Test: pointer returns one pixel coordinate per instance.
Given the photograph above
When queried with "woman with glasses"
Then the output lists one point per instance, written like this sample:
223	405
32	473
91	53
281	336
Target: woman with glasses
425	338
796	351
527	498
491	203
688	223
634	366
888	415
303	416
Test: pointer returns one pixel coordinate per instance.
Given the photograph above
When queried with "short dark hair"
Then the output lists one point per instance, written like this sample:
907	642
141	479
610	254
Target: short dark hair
---+---
# ABOUT THIS EXERCISE:
Print all of the entries exactly as they are written.

# RESULT BELOW:
Test: pointer returns one pixel coordinate per instance.
Given the photograph above
When queried with "woman with glasses"
Then the output lists one point per instance, written like this sample:
223	405
32	473
91	53
281	336
Target: woman with glasses
425	338
796	351
527	498
491	203
688	223
634	366
888	415
303	416
Test: pointer returns one pixel coordinate per instance.
Given the photograph above
When queried with "short dark hair"
Then the output lists one point per instance, written like this sample:
907	642
141	479
610	254
Target: short dark hair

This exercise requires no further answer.